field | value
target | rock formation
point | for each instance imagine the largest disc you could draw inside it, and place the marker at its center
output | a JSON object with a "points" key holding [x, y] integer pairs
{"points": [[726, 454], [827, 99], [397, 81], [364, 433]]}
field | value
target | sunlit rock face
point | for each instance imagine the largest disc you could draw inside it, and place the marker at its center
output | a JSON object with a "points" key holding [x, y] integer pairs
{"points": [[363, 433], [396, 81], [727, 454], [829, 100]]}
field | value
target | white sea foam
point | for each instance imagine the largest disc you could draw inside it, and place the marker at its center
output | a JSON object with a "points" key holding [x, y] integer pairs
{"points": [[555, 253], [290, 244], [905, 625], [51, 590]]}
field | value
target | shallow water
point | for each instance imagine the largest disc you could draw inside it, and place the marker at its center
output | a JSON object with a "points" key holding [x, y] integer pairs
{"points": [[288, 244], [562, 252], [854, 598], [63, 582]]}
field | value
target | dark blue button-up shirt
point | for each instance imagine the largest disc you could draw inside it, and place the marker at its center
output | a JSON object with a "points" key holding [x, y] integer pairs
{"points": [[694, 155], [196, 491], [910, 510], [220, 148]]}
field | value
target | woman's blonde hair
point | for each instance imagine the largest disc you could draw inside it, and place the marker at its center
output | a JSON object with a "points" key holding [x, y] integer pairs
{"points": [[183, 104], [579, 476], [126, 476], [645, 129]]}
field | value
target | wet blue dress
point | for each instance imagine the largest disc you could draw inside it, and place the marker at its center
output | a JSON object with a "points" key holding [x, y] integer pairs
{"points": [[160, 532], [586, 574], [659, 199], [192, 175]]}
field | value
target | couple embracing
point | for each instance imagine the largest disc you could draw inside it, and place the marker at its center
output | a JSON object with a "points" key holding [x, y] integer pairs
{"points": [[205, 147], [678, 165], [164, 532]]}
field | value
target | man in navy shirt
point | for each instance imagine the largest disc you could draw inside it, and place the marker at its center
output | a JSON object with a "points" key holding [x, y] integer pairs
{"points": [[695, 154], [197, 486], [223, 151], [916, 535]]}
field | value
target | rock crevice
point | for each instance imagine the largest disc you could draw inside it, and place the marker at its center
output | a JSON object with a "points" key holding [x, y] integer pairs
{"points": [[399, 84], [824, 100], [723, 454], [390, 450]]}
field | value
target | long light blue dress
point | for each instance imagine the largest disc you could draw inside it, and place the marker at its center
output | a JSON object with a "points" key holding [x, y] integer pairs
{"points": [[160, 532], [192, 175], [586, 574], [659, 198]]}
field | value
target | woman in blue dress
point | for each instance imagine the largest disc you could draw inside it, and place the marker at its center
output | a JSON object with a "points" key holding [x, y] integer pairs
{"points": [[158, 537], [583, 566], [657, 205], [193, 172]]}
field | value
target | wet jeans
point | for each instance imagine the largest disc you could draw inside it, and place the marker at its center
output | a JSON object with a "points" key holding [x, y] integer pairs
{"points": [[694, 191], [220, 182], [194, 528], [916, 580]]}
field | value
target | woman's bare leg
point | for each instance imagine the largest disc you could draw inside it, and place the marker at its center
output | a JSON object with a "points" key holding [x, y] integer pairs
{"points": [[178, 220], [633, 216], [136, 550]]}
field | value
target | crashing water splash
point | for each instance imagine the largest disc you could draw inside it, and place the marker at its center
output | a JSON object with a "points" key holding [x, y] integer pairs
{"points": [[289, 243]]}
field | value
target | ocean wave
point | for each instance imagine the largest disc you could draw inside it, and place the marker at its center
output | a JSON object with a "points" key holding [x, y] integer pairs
========
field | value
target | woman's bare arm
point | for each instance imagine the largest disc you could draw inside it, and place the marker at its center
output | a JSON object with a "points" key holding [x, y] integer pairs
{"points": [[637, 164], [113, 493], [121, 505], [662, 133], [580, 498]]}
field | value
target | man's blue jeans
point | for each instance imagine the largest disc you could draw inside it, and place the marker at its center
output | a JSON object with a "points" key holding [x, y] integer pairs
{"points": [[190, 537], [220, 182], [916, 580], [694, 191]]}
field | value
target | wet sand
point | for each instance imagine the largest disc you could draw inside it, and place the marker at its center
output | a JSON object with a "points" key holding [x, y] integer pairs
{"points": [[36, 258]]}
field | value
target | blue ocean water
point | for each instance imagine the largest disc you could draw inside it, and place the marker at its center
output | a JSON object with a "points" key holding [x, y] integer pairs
========
→ Task requirements: Return each line from the entries above that includes "bare".

→ Answer to the problem:
target | woman's bare leg
target | woman's bare arm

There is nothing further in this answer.